Goal of the exercise
Turn every row below into a Markdown table with two columns, No. and Line. Number the rows in order and skip any blank lines.

Exercise data
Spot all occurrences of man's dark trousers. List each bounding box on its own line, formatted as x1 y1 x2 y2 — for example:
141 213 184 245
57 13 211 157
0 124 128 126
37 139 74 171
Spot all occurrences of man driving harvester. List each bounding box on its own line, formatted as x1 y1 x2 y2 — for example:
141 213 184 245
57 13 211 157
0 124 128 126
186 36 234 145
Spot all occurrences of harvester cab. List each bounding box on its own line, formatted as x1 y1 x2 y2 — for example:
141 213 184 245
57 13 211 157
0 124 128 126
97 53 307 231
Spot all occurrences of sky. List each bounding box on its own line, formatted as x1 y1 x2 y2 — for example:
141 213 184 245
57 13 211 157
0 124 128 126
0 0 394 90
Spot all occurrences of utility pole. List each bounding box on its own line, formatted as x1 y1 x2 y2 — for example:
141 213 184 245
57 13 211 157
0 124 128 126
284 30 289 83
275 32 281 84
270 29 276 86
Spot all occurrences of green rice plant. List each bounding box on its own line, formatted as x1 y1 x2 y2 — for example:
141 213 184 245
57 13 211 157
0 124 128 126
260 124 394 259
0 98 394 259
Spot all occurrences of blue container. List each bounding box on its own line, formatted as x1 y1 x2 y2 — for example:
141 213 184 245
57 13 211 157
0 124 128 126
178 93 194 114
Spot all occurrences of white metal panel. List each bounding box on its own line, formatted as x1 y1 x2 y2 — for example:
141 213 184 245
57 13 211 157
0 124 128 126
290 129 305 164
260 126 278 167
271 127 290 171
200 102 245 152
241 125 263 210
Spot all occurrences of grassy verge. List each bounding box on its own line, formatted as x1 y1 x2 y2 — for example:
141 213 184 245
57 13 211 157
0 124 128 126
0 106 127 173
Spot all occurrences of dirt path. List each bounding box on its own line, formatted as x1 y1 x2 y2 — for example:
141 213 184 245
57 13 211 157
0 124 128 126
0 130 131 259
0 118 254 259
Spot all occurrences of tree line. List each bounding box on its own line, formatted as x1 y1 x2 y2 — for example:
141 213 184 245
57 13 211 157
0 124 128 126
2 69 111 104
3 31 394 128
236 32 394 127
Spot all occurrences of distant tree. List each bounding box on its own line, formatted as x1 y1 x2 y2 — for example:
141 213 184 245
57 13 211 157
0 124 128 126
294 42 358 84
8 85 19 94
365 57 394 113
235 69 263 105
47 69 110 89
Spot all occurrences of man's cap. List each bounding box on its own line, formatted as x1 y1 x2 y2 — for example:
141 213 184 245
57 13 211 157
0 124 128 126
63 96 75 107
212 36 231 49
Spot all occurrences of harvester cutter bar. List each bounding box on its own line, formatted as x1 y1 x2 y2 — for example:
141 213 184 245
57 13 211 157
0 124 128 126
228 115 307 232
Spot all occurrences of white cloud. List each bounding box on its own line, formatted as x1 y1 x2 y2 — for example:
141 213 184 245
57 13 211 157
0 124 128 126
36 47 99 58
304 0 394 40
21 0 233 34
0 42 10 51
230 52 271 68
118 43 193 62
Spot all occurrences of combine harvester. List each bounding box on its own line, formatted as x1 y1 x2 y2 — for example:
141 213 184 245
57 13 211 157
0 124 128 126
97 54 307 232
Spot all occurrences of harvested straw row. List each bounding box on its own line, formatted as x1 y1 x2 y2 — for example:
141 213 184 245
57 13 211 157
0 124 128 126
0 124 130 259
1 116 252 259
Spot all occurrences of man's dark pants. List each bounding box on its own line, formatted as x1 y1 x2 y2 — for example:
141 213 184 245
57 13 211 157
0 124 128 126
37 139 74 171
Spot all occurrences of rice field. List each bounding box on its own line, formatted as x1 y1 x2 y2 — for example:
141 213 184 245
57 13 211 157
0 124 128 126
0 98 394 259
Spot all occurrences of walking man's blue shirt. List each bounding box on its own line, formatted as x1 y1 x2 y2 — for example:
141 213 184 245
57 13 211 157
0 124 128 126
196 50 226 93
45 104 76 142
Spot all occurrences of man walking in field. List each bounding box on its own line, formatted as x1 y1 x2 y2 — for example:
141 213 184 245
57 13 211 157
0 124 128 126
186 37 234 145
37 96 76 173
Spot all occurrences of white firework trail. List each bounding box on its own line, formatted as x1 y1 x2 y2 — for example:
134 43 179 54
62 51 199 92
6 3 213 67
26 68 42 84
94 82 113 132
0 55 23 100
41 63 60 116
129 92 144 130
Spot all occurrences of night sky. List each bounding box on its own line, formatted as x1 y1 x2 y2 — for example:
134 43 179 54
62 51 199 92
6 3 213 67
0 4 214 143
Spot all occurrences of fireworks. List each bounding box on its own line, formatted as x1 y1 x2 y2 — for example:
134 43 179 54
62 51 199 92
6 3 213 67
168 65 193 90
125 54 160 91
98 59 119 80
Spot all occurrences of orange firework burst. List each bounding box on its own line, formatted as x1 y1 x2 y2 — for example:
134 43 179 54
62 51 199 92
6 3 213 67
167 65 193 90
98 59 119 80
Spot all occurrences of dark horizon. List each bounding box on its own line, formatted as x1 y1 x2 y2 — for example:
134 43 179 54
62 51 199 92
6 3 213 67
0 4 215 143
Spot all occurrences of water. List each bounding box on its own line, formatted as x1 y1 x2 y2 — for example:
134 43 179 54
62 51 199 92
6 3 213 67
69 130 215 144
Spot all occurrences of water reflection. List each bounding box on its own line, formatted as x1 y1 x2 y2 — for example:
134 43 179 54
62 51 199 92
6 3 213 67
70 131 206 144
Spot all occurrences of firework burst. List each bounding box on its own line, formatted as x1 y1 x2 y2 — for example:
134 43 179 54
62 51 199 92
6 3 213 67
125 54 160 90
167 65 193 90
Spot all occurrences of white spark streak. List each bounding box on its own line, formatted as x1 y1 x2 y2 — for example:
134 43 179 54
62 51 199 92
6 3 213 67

Written reply
| No. | Line |
|---|---|
| 1 | Spot all occurrences of man's dark trousers. List each bounding box on its own line, formatted as x1 y1 x2 y2 — for example: |
| 2 | 141 213 184 245 |
| 3 | 57 13 211 157 |
| 4 | 0 124 128 126 |
| 5 | 37 139 74 171 |
| 6 | Spot all occurrences of man driving harvester. List each bounding box on its own line, formatted as x1 y1 x2 y2 — for example: |
| 7 | 141 213 184 245 |
| 8 | 57 13 211 157 |
| 9 | 0 124 128 126 |
| 10 | 186 36 234 145 |
| 11 | Spot all occurrences of harvester cab. List each bounding box on its own line, formatted as x1 y1 x2 y2 — for example: |
| 12 | 141 213 184 245 |
| 13 | 57 13 211 157 |
| 14 | 0 124 128 126 |
| 15 | 97 53 307 231 |
| 16 | Spot all occurrences of sky. List each bounding box on its own line, formatted as x1 y1 x2 y2 — for example: |
| 17 | 141 213 184 245 |
| 18 | 57 13 211 157 |
| 19 | 0 124 128 126 |
| 20 | 0 0 394 90 |
| 21 | Spot all occurrences of utility pole. List each bounding box on its own line, formatted as x1 y1 x2 y2 — for example: |
| 22 | 141 213 184 245 |
| 23 | 57 13 211 157 |
| 24 | 0 124 128 126 |
| 25 | 284 30 289 83 |
| 26 | 275 32 281 84 |
| 27 | 270 29 276 86 |
| 28 | Spot all occurrences of green rice plant. List each bounding box on its own line, formatted as x1 y1 x2 y2 — for example: |
| 29 | 141 213 184 245 |
| 30 | 57 13 211 157 |
| 31 | 0 124 128 126 |
| 32 | 260 124 394 259 |
| 33 | 0 98 394 259 |
| 34 | Spot all occurrences of blue container. List each bounding box on its own line, formatted as x1 y1 x2 y2 — for example: |
| 35 | 141 213 184 245 |
| 36 | 57 13 211 157 |
| 37 | 0 124 128 126 |
| 38 | 178 93 194 114 |
| 39 | Spot all occurrences of white metal panel. List each bounding box on its own line, formatted as x1 y1 x2 y2 — for example: |
| 40 | 141 213 184 245 |
| 41 | 57 13 211 157 |
| 42 | 0 124 128 126 |
| 43 | 290 129 305 164 |
| 44 | 260 126 278 167 |
| 45 | 271 127 290 171 |
| 46 | 200 102 245 152 |
| 47 | 241 125 263 210 |
| 48 | Spot all occurrences of grassy verge. List each bounding box on its own line, formatted as x1 y1 x2 y2 — for example: |
| 49 | 141 213 184 245 |
| 50 | 57 13 211 157 |
| 51 | 0 124 128 126 |
| 52 | 0 106 127 173 |
| 53 | Spot all occurrences of dirt path. List each bounding box on its own line, formatted as x1 y1 x2 y2 — for example: |
| 54 | 141 213 184 245 |
| 55 | 57 13 211 157 |
| 56 | 0 124 128 126 |
| 57 | 0 130 131 259 |
| 58 | 0 118 254 259 |
| 59 | Spot all occurrences of tree line. List each bounding box on its own line, formatted as x1 y1 x2 y2 — for example: |
| 60 | 141 213 184 245 |
| 61 | 57 13 211 157 |
| 62 | 0 124 128 126 |
| 63 | 2 69 111 104 |
| 64 | 3 31 394 128 |
| 65 | 236 32 394 127 |
| 66 | Spot all occurrences of distant tree. List each bounding box on its own line, formatted as x1 y1 x2 y2 — for example: |
| 67 | 141 213 184 245 |
| 68 | 57 13 211 157 |
| 69 | 0 124 128 126 |
| 70 | 294 42 358 84 |
| 71 | 8 85 19 94 |
| 72 | 365 57 394 113 |
| 73 | 235 69 263 105 |
| 74 | 47 69 110 89 |
| 75 | Spot all occurrences of man's cap. List each bounding box on its own line, formatted as x1 y1 x2 y2 — for example: |
| 76 | 141 213 184 245 |
| 77 | 57 13 211 157 |
| 78 | 0 124 128 126 |
| 79 | 63 96 75 107 |
| 80 | 212 36 231 49 |
| 81 | Spot all occurrences of harvester cutter bar. List each bounding box on its own line, formatted as x1 y1 x2 y2 — for example: |
| 82 | 141 213 184 245 |
| 83 | 57 13 211 157 |
| 84 | 0 124 128 126 |
| 85 | 228 115 307 232 |
| 86 | Spot all occurrences of white cloud. List each bounding box on its own line, formatted as x1 y1 x2 y2 — for example: |
| 87 | 141 213 184 245 |
| 88 | 57 13 211 157 |
| 89 | 0 124 128 126 |
| 90 | 36 47 99 58 |
| 91 | 304 0 394 40 |
| 92 | 21 0 233 34 |
| 93 | 0 42 10 51 |
| 94 | 230 52 271 68 |
| 95 | 118 43 193 62 |
| 96 | Spot all occurrences of combine harvester. List each bounding box on its own line, formatted as x1 y1 x2 y2 — for example: |
| 97 | 141 213 184 245 |
| 98 | 57 13 211 157 |
| 99 | 0 124 128 126 |
| 100 | 97 54 307 232 |
| 101 | Spot all occurrences of harvested straw row. List each bounding box on its own line, formatted as x1 y1 x2 y2 — for example: |
| 102 | 141 213 184 245 |
| 103 | 57 13 211 157 |
| 104 | 0 124 128 126 |
| 105 | 0 124 130 259 |
| 106 | 1 116 252 259 |
| 107 | Spot all occurrences of man's dark pants. List each bounding box on its own line, formatted as x1 y1 x2 y2 — for example: |
| 108 | 141 213 184 245 |
| 109 | 57 13 211 157 |
| 110 | 0 124 128 126 |
| 111 | 37 139 74 171 |
| 112 | Spot all occurrences of rice field. List each bounding box on its own line, formatted as x1 y1 x2 y2 — for example: |
| 113 | 141 213 184 245 |
| 114 | 57 13 211 157 |
| 115 | 0 124 128 126 |
| 116 | 0 98 394 259 |
| 117 | Spot all occurrences of walking man's blue shirt. List each bounding box on its own line, formatted as x1 y1 x2 y2 — for example: |
| 118 | 141 213 184 245 |
| 119 | 57 13 211 157 |
| 120 | 0 124 128 126 |
| 121 | 196 50 226 93 |
| 122 | 45 104 76 142 |
| 123 | Spot all occurrences of man walking in field. List each bounding box on its own line, formatted as x1 y1 x2 y2 — for example: |
| 124 | 141 213 184 245 |
| 125 | 57 13 211 157 |
| 126 | 0 124 128 126 |
| 127 | 186 37 234 145 |
| 128 | 37 96 76 173 |
| 129 | Spot all occurrences of white firework trail. List each bounding box on its own line, formatted as x1 y1 x2 y2 — for example: |
| 130 | 134 43 179 54 |
| 131 | 62 51 199 92 |
| 132 | 6 3 213 67 |
| 133 | 26 68 42 84 |
| 134 | 94 82 113 132 |
| 135 | 0 55 23 100 |
| 136 | 41 63 60 116 |
| 137 | 129 92 144 130 |
| 138 | Spot all occurrences of night sky. List each bounding box on its own line, formatted as x1 y1 x2 y2 — for example: |
| 139 | 134 43 179 54 |
| 140 | 62 51 199 92 |
| 141 | 6 3 213 67 |
| 142 | 0 4 214 143 |
| 143 | Spot all occurrences of fireworks. List each bounding box on its own line, formatted as x1 y1 x2 y2 — for example: |
| 144 | 134 43 179 54 |
| 145 | 62 51 199 92 |
| 146 | 6 3 213 67 |
| 147 | 168 65 193 90 |
| 148 | 125 54 160 91 |
| 149 | 98 59 119 80 |
| 150 | Spot all occurrences of orange firework burst. List each bounding box on its own line, formatted as x1 y1 x2 y2 — for example: |
| 151 | 134 43 179 54 |
| 152 | 62 51 199 92 |
| 153 | 6 3 213 67 |
| 154 | 167 65 193 90 |
| 155 | 98 59 119 80 |
| 156 | Spot all occurrences of dark horizon. List each bounding box on its own line, formatted as x1 y1 x2 y2 — for example: |
| 157 | 134 43 179 54 |
| 158 | 62 51 199 92 |
| 159 | 6 3 213 67 |
| 160 | 0 4 215 143 |
| 161 | Spot all occurrences of water. List each bounding box on its own line, formatted as x1 y1 x2 y2 — for example: |
| 162 | 134 43 179 54 |
| 163 | 62 51 199 92 |
| 164 | 6 3 213 67 |
| 165 | 69 130 215 144 |
| 166 | Spot all occurrences of water reflection. List each bounding box on its own line, formatted as x1 y1 x2 y2 — for example: |
| 167 | 134 43 179 54 |
| 168 | 62 51 199 92 |
| 169 | 6 3 213 67 |
| 170 | 70 131 206 144 |
| 171 | Spot all occurrences of firework burst. List each bounding box on its own line, formatted as x1 y1 x2 y2 — for example: |
| 172 | 134 43 179 54 |
| 173 | 62 51 199 92 |
| 174 | 6 3 213 67 |
| 175 | 125 54 160 90 |
| 176 | 167 65 193 90 |
| 177 | Spot all occurrences of white spark streak. List each bounding box on its own line, formatted as x1 y1 x2 y2 — for example: |
| 178 | 134 43 179 54 |
| 179 | 62 51 199 92 |
| 180 | 6 3 213 67 |